→ **Assigned task**:
In the data below, how many lines contain the string "water"? Give only the figure.

→ **Records provided**:
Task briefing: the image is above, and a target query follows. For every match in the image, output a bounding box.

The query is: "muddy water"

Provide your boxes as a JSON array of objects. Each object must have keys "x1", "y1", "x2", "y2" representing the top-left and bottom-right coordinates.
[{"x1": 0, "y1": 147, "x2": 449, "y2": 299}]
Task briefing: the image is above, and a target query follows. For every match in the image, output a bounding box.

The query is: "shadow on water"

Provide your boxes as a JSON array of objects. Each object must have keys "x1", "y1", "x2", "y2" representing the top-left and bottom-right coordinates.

==

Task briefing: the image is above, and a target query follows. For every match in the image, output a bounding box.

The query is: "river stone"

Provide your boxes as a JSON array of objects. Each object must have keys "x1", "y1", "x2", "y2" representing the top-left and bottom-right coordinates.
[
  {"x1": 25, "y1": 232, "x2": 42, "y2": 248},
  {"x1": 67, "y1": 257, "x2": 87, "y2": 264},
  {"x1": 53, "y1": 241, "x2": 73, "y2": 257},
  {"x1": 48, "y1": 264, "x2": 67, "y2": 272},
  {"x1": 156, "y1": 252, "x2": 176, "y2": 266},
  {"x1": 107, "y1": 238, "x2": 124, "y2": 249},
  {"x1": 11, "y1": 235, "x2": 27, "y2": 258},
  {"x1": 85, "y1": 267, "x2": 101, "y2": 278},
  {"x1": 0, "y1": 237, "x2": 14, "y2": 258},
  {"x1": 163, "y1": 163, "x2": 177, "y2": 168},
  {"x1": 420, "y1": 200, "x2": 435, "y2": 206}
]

→ **Answer space**:
2